A guest post from Robert Gavin and Di Elliffe, owners of Evie the Nissan Leaf, who recently took them all the way from Hobart to the Northern Beaches. Rob and Di participated in the Good Car Company‘s first community bulk buy.

We are not frequent car drivers. Our preference is for active transport – riding our electric bicycles and walking – around our hometown (Hobart) and when we are in Curl Curl we use our Brompton folding bicycles, and public transport for longer trips.

But, like most families, we occasionally find a car convenient … so when our existing fuel sipping car was due for a trade-in we took advantage of The Good Car Co bulk electric vehicle purchase of second hand imported Nissan Leaf sedans – and so Evie joined our household in May 2020.

The Good Car Co is a Tasmanian-based initiative giving Australians access to reliable, affordable second hand electric cars. Register here to find out how you could be part of their next bulk buy, or join us at ‘Accelerate your transition’, our free webinar on electric transport.

Evie is a 2017 Nissan Leaf with a 30kWh battery. When we bought her she had done 13,000 kilometres, and she cost $30,000 … effectively, almost a new car at just over half the price of a current model. Inside and out, she was in perfect condition, and The Good Car Co ensure the battery is at least 85% useable prior to purchase. The cost included purchase, shipping to Australia, conversion to Australian standards, and insurance while in transit – all handled by The Good Car Co.

Her first job was to help us move all our household goods into storage. The back seats fold down to provide a good volume of space (though a little odd in shape). Evie excelled at this task, quietly running to and from our store with countless loads of boxes. Around Hobart she averaged 7.2 kms per kilowatt hour (30 kWh battery, so a notional range of 210 kilometres, though in practice this was closer to 170 kms for us). We charged her at home where we had off street parking and access to a household power point and our own solar panels.

Her second job was to take us to Sydney in June. Being a city girl, a road trip was a bit of a stretch for a Leaf like Evie, but we quickly found that, as long as we were prepared to take it easy and enjoy the trip, the journey with Evie was a treat.

Icy start.

DATA ENTRIES:
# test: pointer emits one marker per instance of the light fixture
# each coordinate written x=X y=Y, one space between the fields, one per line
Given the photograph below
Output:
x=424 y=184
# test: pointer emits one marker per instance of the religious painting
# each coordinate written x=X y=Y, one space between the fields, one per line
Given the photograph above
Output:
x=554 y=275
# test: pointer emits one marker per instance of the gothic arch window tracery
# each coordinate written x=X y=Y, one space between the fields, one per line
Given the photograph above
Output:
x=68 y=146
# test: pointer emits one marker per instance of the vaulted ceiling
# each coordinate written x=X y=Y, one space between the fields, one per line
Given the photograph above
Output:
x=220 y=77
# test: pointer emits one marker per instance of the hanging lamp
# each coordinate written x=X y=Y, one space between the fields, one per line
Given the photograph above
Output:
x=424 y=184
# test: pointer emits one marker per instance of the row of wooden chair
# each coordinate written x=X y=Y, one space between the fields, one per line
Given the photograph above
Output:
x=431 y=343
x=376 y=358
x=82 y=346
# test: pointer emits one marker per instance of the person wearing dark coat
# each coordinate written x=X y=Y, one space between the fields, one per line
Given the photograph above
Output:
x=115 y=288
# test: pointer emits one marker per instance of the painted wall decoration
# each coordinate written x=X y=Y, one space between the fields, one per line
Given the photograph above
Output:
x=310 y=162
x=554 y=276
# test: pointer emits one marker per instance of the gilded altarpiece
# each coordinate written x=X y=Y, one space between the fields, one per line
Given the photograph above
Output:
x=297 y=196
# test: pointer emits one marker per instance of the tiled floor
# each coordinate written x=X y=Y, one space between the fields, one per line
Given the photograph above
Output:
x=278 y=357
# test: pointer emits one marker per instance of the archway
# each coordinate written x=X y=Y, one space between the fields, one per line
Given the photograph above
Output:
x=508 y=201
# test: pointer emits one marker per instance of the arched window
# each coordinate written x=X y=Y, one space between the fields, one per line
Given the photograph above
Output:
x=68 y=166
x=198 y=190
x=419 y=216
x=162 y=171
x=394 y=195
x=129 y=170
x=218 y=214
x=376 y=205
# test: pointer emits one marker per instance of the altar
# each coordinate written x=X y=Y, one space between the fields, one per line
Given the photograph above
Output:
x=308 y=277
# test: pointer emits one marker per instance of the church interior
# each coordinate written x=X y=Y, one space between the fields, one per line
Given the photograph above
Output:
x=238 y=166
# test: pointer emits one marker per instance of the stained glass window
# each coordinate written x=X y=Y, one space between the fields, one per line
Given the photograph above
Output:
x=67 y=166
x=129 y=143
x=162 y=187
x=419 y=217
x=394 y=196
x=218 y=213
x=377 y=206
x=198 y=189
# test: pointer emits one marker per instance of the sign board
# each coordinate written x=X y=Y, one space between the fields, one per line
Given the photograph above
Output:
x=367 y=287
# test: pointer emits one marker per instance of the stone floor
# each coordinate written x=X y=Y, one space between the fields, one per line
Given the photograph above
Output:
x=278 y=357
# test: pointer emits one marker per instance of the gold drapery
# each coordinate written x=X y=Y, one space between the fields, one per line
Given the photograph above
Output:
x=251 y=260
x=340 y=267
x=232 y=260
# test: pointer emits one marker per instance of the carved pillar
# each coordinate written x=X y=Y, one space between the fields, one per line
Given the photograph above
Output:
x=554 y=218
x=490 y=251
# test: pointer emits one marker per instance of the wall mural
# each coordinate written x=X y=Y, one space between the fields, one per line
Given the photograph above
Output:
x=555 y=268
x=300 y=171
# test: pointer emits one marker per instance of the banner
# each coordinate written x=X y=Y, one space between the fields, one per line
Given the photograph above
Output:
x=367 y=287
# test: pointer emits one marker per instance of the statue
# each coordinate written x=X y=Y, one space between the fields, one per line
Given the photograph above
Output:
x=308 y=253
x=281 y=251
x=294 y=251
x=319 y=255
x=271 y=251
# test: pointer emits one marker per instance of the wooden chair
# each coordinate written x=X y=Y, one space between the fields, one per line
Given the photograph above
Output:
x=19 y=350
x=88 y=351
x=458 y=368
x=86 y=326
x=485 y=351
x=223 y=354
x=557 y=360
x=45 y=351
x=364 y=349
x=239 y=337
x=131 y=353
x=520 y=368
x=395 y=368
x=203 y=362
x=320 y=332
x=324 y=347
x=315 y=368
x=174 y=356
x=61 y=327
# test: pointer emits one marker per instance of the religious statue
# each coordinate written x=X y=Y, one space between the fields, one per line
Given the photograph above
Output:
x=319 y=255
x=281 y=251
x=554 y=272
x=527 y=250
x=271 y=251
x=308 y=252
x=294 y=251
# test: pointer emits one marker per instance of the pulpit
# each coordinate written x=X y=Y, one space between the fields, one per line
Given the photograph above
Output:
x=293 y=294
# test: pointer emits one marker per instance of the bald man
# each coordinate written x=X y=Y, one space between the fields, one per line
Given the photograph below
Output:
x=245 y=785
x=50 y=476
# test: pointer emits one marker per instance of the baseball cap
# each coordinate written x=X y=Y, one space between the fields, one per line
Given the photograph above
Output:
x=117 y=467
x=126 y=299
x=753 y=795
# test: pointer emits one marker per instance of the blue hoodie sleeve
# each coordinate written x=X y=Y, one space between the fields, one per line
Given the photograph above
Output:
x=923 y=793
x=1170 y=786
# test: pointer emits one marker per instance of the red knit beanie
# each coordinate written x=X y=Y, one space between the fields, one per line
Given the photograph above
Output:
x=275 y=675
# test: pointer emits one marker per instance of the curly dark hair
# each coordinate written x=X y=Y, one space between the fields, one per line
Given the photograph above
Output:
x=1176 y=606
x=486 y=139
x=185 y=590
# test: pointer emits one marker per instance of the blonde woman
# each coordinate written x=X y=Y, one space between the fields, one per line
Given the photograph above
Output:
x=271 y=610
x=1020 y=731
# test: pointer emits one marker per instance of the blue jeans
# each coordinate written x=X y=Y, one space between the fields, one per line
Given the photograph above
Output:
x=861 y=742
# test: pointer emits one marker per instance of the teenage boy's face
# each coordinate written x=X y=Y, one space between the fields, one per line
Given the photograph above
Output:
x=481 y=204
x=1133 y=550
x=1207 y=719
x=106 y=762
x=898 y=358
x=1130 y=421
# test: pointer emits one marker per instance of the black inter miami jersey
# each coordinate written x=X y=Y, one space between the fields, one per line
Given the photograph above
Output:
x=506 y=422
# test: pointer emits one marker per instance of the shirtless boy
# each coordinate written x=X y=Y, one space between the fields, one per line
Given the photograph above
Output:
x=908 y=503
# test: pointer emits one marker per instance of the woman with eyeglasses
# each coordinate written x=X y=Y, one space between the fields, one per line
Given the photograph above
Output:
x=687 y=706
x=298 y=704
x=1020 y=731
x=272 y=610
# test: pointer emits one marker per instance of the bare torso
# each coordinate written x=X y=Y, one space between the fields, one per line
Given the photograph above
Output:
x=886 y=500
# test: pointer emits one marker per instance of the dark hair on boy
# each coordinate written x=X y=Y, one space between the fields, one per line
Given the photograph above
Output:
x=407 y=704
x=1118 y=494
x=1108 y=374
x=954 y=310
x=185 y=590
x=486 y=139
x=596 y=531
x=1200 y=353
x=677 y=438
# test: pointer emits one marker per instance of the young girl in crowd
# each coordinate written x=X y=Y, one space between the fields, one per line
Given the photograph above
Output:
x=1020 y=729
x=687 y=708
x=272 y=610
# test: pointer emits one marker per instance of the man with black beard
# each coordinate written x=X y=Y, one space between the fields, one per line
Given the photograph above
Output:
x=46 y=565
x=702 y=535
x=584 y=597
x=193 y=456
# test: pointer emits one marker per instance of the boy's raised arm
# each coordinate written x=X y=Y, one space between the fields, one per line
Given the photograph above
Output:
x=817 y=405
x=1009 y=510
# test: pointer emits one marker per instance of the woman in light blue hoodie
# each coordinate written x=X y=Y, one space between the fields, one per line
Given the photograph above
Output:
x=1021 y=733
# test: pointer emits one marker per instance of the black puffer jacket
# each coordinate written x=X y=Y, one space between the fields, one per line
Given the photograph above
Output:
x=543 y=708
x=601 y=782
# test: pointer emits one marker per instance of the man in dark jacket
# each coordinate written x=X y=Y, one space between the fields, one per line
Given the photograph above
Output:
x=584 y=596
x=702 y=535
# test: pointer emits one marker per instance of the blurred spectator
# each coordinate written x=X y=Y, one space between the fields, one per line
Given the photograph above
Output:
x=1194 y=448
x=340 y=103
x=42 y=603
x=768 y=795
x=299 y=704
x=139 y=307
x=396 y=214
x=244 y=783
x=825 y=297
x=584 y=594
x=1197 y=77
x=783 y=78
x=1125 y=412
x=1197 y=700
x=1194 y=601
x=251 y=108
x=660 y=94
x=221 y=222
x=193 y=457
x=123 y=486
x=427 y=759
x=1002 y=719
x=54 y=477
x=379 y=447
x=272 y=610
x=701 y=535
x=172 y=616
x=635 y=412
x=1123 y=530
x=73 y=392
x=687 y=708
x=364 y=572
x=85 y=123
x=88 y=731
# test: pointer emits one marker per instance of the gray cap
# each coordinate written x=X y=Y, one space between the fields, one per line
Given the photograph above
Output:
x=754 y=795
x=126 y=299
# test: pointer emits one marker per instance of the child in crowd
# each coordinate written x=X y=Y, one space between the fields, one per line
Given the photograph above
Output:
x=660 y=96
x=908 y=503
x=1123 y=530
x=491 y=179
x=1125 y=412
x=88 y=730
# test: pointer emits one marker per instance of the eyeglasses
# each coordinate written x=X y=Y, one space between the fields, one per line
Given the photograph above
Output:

EXERCISE PROMPT:
Could you reproduce the guest post above about the Nissan Leaf named Evie, word for word from start to finish?

RESULT FOR THIS TASK:
A guest post from Robert Gavin and Di Elliffe, owners of Evie the Nissan Leaf, who recently took them all the way from Hobart to the Northern Beaches. Rob and Di participated in the Good Car Company‘s first community bulk buy.

We are not frequent car drivers. Our preference is for active transport – riding our electric bicycles and walking – around our hometown (Hobart) and when we are in Curl Curl we use our Brompton folding bicycles, and public transport for longer trips.

But, like most families, we occasionally find a car convenient … so when our existing fuel sipping car was due for a trade-in we took advantage of The Good Car Co bulk electric vehicle purchase of second hand imported Nissan Leaf sedans – and so Evie joined our household in May 2020.

The Good Car Co is a Tasmanian-based initiative giving Australians access to reliable, affordable second hand electric cars. Register here to find out how you could be part of their next bulk buy, or join us at ‘Accelerate your transition’, our free webinar on electric transport.

Evie is a 2017 Nissan Leaf with a 30kWh battery. When we bought her she had done 13,000 kilometres, and she cost $30,000 … effectively, almost a new car at just over half the price of a current model. Inside and out, she was in perfect condition, and The Good Car Co ensure the battery is at least 85% useable prior to purchase. The cost included purchase, shipping to Australia, conversion to Australian standards, and insurance while in transit – all handled by The Good Car Co.

Her first job was to help us move all our household goods into storage. The back seats fold down to provide a good volume of space (though a little odd in shape). Evie excelled at this task, quietly running to and from our store with countless loads of boxes. Around Hobart she averaged 7.2 kms per kilowatt hour (30 kWh battery, so a notional range of 210 kilometres, though in practice this was closer to 170 kms for us). We charged her at home where we had off street parking and access to a household power point and our own solar panels.

Her second job was to take us to Sydney in June. Being a city girl, a road trip was a bit of a stretch for a Leaf like Evie, but we quickly found that, as long as we were prepared to take it easy and enjoy the trip, the journey with Evie was a treat.

Icy start.